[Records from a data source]
/---

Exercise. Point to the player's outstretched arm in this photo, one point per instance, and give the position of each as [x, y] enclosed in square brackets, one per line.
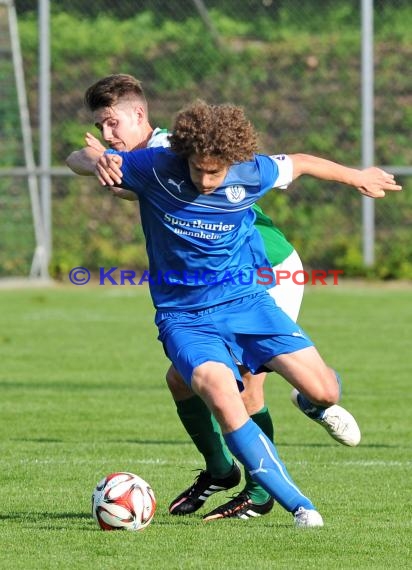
[84, 161]
[373, 182]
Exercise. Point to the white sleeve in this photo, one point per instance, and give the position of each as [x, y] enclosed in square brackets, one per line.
[285, 168]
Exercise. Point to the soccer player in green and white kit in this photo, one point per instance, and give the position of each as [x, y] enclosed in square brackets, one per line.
[119, 109]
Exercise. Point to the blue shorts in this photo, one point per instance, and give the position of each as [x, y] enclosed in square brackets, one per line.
[250, 330]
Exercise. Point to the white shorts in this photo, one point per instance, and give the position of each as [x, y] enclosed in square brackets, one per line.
[288, 294]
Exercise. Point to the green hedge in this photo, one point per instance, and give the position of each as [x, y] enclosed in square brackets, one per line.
[299, 85]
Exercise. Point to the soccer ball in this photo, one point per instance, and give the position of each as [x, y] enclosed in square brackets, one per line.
[123, 501]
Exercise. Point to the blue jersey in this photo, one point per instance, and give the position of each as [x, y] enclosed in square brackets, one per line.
[203, 250]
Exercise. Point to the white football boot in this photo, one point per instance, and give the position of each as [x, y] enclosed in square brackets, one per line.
[305, 518]
[338, 422]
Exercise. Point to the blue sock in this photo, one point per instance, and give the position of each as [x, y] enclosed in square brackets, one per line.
[310, 409]
[258, 454]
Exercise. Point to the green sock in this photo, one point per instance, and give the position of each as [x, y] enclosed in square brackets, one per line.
[206, 435]
[253, 489]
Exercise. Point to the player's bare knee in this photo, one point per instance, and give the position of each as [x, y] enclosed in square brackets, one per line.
[176, 384]
[326, 393]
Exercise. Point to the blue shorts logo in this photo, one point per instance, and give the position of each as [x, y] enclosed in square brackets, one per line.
[235, 194]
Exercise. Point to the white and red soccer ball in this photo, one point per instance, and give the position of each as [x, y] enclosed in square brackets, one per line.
[123, 501]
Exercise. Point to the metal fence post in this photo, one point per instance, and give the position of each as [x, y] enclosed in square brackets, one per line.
[368, 146]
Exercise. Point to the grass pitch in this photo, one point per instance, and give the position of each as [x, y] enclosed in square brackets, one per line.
[82, 394]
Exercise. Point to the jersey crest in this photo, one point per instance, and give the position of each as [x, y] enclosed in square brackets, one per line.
[235, 194]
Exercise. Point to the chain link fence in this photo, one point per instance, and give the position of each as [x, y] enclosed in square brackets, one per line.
[294, 66]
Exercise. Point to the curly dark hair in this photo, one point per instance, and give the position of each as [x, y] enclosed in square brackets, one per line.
[109, 90]
[221, 131]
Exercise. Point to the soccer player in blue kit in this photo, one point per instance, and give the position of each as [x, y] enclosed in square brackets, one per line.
[203, 249]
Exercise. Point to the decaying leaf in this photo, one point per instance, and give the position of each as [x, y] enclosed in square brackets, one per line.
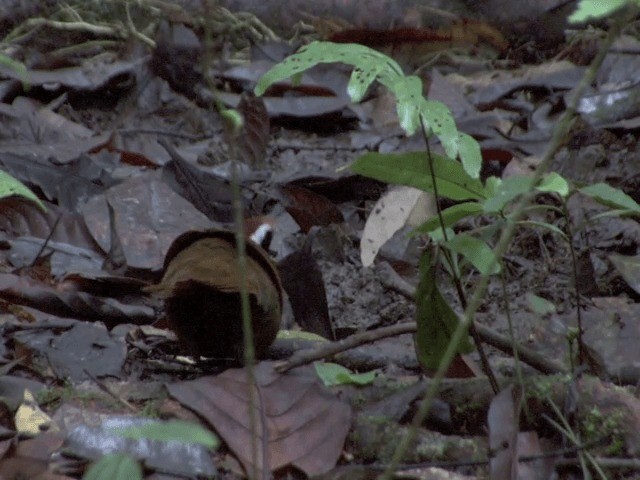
[400, 206]
[298, 421]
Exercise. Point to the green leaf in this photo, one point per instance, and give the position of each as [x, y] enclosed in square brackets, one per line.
[611, 197]
[435, 319]
[174, 430]
[333, 374]
[555, 183]
[546, 225]
[476, 251]
[450, 216]
[596, 9]
[439, 119]
[10, 186]
[470, 155]
[116, 466]
[368, 64]
[408, 93]
[506, 191]
[300, 335]
[411, 169]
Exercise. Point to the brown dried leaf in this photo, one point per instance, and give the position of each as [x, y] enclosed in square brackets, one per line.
[305, 424]
[308, 208]
[20, 217]
[255, 135]
[72, 304]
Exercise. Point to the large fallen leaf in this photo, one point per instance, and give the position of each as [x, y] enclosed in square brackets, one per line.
[76, 353]
[148, 217]
[398, 207]
[298, 421]
[72, 304]
[93, 435]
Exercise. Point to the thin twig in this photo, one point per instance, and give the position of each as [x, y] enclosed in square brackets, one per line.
[538, 361]
[112, 394]
[559, 134]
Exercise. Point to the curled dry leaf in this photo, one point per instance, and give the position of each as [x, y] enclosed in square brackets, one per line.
[398, 207]
[72, 304]
[308, 208]
[298, 421]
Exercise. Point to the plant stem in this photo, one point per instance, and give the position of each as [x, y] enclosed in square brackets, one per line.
[559, 134]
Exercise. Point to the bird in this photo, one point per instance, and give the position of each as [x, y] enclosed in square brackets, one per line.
[200, 287]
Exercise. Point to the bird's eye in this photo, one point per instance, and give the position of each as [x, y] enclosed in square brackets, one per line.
[263, 236]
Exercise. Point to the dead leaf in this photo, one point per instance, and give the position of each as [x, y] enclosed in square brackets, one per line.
[298, 421]
[398, 207]
[149, 216]
[24, 291]
[83, 347]
[308, 208]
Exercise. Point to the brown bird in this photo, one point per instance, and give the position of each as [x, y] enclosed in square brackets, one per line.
[201, 291]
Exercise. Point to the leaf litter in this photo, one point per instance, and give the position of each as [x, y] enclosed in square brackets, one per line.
[67, 142]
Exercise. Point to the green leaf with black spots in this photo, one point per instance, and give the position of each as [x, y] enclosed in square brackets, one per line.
[9, 186]
[435, 319]
[411, 169]
[450, 216]
[116, 466]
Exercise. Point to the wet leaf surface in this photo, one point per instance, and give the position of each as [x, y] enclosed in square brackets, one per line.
[118, 110]
[298, 422]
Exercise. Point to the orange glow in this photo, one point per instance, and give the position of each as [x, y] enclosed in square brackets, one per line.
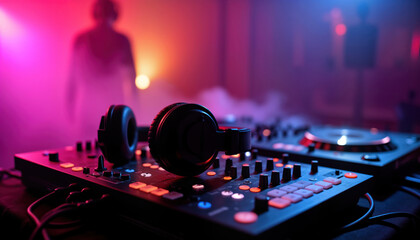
[142, 82]
[340, 29]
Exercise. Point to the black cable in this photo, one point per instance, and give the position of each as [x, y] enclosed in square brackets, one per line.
[48, 218]
[36, 203]
[363, 218]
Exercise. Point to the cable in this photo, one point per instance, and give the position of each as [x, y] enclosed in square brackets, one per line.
[47, 219]
[363, 218]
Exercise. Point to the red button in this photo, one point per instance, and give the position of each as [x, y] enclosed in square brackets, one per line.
[245, 217]
[350, 175]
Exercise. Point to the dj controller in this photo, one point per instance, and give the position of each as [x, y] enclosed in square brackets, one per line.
[291, 178]
[378, 153]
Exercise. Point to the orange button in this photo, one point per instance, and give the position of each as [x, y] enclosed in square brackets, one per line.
[159, 192]
[137, 185]
[148, 188]
[255, 189]
[350, 175]
[245, 217]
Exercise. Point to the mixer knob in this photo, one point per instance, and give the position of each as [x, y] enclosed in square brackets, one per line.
[216, 163]
[143, 154]
[261, 204]
[275, 178]
[233, 172]
[263, 184]
[245, 171]
[270, 164]
[242, 157]
[285, 158]
[287, 174]
[53, 157]
[228, 164]
[88, 145]
[258, 166]
[296, 171]
[79, 146]
[101, 165]
[314, 166]
[311, 147]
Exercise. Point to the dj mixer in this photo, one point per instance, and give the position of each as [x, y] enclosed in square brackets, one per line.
[244, 196]
[379, 153]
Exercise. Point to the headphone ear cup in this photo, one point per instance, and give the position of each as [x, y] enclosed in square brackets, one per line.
[117, 134]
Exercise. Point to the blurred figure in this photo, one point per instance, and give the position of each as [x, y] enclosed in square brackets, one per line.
[102, 71]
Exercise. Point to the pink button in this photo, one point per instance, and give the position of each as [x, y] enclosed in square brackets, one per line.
[324, 185]
[276, 193]
[279, 202]
[292, 197]
[304, 193]
[332, 180]
[245, 217]
[288, 188]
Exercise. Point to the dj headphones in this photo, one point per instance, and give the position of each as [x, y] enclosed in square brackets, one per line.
[184, 138]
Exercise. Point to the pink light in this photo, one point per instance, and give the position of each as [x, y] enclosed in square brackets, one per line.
[340, 29]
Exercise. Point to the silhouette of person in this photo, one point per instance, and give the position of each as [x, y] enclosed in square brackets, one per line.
[102, 70]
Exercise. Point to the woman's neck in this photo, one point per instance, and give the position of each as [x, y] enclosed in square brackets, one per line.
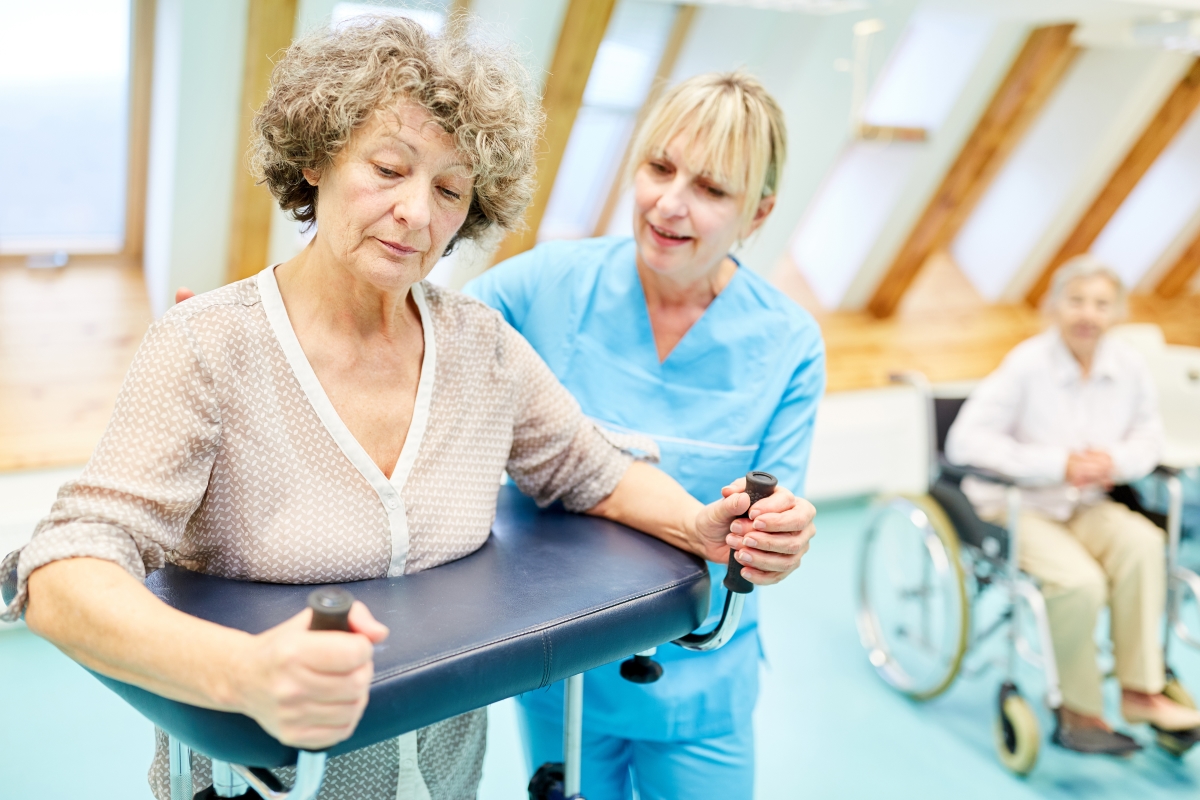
[696, 292]
[675, 305]
[319, 290]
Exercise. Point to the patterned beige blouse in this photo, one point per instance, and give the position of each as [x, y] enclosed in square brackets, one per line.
[226, 456]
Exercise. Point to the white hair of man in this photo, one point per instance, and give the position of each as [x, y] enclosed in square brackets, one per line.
[1084, 266]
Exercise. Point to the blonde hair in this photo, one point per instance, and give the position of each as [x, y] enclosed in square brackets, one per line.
[1084, 266]
[733, 127]
[334, 79]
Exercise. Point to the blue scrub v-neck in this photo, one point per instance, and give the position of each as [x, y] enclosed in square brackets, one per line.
[739, 391]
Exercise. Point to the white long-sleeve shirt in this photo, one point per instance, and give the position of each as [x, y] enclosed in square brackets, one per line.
[1036, 409]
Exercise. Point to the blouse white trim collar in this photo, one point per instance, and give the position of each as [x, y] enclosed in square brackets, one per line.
[390, 491]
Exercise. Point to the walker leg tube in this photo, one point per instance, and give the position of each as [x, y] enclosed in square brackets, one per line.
[310, 773]
[180, 757]
[226, 782]
[573, 737]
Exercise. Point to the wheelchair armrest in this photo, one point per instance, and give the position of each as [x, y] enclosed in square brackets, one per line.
[958, 471]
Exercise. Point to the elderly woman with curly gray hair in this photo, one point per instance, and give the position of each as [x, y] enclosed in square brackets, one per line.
[300, 426]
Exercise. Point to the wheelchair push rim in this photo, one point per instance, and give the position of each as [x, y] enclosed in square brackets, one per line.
[913, 608]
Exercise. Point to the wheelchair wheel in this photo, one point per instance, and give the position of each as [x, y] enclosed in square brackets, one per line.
[1018, 738]
[913, 613]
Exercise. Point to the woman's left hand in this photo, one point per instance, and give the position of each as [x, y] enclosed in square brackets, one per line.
[769, 545]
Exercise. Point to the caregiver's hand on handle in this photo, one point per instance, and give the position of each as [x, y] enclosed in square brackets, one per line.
[769, 543]
[307, 678]
[768, 537]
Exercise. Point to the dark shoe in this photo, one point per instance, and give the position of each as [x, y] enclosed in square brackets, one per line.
[1095, 741]
[1185, 738]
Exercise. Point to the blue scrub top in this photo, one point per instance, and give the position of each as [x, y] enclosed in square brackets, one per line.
[738, 392]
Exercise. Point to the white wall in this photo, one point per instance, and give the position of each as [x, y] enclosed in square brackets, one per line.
[870, 441]
[193, 144]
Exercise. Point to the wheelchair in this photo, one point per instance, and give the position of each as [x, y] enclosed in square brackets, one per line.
[929, 560]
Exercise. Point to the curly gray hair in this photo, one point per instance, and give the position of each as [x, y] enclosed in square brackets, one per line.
[1084, 266]
[331, 80]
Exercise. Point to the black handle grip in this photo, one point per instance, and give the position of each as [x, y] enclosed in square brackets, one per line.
[759, 486]
[330, 609]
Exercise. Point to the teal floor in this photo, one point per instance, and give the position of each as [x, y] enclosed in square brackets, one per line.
[827, 727]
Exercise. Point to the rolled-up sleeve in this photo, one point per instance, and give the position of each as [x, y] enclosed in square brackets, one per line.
[148, 474]
[557, 452]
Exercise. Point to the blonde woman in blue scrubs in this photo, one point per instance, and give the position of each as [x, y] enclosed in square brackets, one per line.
[666, 335]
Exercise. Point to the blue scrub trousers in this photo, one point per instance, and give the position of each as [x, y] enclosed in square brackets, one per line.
[719, 767]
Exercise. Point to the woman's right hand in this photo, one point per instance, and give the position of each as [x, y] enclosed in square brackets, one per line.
[309, 689]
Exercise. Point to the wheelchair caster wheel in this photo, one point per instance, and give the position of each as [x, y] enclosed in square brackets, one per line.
[1171, 744]
[1018, 738]
[547, 782]
[211, 794]
[1175, 691]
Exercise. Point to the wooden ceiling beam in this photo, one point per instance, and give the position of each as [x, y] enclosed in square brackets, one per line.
[1175, 281]
[681, 26]
[269, 30]
[583, 28]
[1158, 134]
[1033, 76]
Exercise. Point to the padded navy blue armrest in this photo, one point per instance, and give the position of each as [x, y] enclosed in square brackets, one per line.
[550, 595]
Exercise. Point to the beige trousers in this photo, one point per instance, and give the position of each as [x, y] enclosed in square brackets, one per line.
[1103, 554]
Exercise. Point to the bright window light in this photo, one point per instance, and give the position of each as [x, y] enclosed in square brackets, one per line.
[621, 76]
[64, 40]
[1158, 209]
[64, 85]
[621, 79]
[1029, 193]
[849, 214]
[928, 70]
[431, 20]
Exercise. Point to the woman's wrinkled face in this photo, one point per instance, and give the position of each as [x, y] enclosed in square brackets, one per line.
[685, 222]
[393, 198]
[1086, 310]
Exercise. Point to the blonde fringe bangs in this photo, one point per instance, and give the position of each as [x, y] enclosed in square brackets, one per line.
[735, 127]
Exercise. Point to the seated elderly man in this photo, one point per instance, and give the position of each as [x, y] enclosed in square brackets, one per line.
[1075, 411]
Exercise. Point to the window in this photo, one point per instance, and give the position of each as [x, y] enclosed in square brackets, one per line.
[1060, 151]
[1157, 211]
[64, 119]
[619, 83]
[917, 89]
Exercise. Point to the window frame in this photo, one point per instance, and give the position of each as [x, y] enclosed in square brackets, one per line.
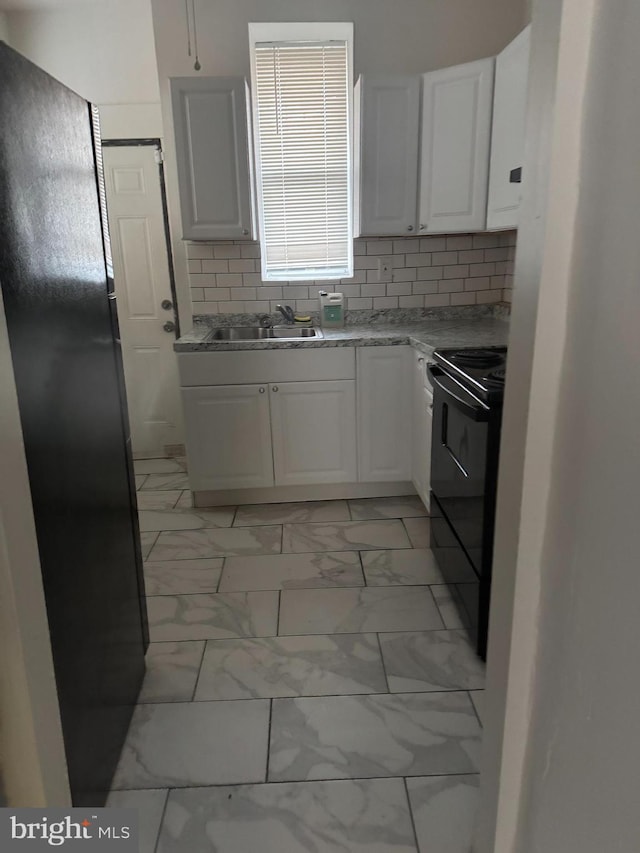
[311, 31]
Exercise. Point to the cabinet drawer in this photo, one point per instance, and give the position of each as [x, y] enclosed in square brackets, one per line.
[264, 366]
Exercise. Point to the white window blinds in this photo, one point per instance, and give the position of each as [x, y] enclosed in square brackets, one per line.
[301, 94]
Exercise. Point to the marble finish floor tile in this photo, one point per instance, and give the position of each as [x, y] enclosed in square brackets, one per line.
[344, 536]
[419, 530]
[345, 816]
[180, 577]
[411, 566]
[172, 671]
[478, 699]
[291, 666]
[150, 807]
[162, 499]
[410, 734]
[292, 571]
[449, 605]
[217, 542]
[431, 660]
[185, 519]
[210, 617]
[402, 507]
[300, 511]
[340, 611]
[444, 811]
[147, 541]
[195, 743]
[156, 466]
[176, 480]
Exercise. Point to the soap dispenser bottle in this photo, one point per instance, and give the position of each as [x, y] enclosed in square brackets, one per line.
[331, 310]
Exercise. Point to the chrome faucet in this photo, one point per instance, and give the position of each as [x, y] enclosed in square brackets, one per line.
[287, 313]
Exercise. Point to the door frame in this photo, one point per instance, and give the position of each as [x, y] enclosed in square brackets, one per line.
[156, 143]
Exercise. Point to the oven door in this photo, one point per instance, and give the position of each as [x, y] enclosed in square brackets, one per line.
[459, 461]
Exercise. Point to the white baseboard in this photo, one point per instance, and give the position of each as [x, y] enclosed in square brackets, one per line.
[284, 494]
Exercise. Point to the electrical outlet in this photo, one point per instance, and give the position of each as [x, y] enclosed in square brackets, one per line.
[385, 271]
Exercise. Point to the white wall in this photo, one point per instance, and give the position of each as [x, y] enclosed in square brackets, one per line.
[105, 52]
[405, 36]
[569, 753]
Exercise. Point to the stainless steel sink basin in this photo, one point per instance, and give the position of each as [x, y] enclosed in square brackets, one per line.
[257, 333]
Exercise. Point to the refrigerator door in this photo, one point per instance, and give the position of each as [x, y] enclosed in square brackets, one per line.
[68, 376]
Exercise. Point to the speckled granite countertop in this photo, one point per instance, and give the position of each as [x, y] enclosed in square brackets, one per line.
[424, 335]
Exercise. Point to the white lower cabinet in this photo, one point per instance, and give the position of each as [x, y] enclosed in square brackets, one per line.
[422, 426]
[228, 437]
[314, 432]
[384, 414]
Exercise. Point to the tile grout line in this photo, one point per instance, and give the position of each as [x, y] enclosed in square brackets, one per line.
[199, 673]
[384, 665]
[299, 781]
[266, 770]
[411, 817]
[162, 817]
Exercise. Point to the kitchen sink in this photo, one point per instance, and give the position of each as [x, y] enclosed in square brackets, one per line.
[257, 333]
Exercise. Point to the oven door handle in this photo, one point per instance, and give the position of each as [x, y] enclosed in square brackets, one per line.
[478, 413]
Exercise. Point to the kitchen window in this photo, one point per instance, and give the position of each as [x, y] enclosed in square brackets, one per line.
[302, 84]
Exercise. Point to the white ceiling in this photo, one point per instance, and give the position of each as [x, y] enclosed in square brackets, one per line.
[31, 5]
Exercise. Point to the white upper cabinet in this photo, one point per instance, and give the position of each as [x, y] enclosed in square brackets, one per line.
[210, 121]
[456, 138]
[387, 122]
[507, 146]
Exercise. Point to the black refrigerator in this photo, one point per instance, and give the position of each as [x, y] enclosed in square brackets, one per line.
[57, 287]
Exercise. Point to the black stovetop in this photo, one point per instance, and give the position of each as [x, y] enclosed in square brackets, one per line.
[481, 370]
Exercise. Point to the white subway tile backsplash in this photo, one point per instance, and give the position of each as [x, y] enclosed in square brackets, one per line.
[481, 270]
[374, 289]
[486, 296]
[456, 269]
[433, 244]
[421, 259]
[217, 294]
[462, 241]
[236, 265]
[215, 266]
[399, 288]
[452, 285]
[199, 250]
[226, 251]
[244, 293]
[385, 302]
[229, 280]
[361, 303]
[444, 258]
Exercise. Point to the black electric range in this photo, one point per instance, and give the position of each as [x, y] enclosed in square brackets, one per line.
[468, 390]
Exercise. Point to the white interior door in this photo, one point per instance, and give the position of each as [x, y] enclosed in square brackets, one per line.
[142, 284]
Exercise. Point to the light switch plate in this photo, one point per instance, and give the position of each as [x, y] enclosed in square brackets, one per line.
[385, 270]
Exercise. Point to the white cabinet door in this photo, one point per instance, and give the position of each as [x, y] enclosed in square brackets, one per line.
[228, 437]
[314, 432]
[384, 414]
[421, 437]
[456, 135]
[210, 121]
[507, 140]
[387, 110]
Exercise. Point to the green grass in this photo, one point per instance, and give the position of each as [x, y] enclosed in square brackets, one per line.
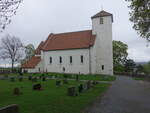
[83, 77]
[138, 78]
[73, 76]
[51, 99]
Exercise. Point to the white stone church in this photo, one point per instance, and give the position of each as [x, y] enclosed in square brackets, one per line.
[82, 52]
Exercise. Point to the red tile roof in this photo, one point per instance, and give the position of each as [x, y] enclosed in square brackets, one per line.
[102, 14]
[72, 40]
[38, 50]
[32, 63]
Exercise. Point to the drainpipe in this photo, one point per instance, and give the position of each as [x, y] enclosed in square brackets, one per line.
[90, 60]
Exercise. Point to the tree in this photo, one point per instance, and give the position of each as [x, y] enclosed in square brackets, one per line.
[129, 65]
[119, 53]
[140, 16]
[7, 10]
[29, 52]
[146, 68]
[140, 68]
[11, 48]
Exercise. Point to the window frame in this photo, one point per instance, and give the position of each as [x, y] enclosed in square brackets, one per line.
[82, 59]
[101, 20]
[60, 60]
[70, 59]
[103, 67]
[50, 60]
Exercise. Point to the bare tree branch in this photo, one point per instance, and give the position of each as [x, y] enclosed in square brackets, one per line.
[11, 48]
[7, 10]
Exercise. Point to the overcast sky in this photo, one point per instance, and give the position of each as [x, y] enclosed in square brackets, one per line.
[36, 19]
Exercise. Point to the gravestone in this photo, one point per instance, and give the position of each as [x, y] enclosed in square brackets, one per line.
[12, 79]
[5, 76]
[72, 91]
[65, 81]
[10, 109]
[17, 91]
[80, 88]
[89, 84]
[30, 77]
[43, 78]
[37, 87]
[85, 86]
[95, 82]
[58, 83]
[77, 77]
[20, 78]
[34, 79]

\---

• _Exercise objective_
Begin at the line containing "Exercise. Point to the overcast" and reproduce each line through the end of the records above.

• _Full response_
Exercise. Point to the overcast sky in this photo, one point per instance, and give the position of each as [x, y] enclosed in square brackets, one per line.
[36, 19]
Exercise. Point to the gravestone in this photo, one point per instance, and give the position of each as [x, y] enclosed in square brackets, one per line.
[12, 79]
[5, 76]
[72, 91]
[65, 81]
[10, 109]
[17, 91]
[80, 88]
[89, 84]
[30, 77]
[43, 78]
[37, 87]
[85, 86]
[95, 82]
[58, 83]
[77, 77]
[20, 78]
[34, 79]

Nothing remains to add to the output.